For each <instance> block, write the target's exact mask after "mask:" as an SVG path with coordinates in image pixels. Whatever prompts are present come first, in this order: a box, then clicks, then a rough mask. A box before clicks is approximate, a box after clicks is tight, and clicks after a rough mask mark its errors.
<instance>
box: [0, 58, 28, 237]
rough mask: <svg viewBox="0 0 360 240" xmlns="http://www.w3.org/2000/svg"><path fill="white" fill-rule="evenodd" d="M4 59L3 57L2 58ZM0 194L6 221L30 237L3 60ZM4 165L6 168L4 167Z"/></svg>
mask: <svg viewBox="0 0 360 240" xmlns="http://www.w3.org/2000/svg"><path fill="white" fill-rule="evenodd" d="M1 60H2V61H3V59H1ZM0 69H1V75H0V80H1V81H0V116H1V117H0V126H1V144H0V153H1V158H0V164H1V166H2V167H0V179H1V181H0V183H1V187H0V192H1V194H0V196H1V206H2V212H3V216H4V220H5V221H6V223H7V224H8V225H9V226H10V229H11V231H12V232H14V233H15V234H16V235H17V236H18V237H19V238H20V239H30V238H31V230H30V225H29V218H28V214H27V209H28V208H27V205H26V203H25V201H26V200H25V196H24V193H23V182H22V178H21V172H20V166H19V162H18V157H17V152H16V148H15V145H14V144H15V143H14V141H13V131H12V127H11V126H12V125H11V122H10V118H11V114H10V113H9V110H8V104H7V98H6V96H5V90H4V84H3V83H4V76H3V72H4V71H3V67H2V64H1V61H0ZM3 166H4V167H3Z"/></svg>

Action item = Among the lines above, find the ones containing "instance" and copy them.

Exercise solution =
For each <instance> block, write the target's exact mask after "mask:" as an SVG path with coordinates in image pixels. Whatever prompts are present come first, in this order: a box, then clicks, then a rough mask. A box before clicks is approximate, a box after clicks is tight, and clicks after a rough mask mark its errors.
<instance>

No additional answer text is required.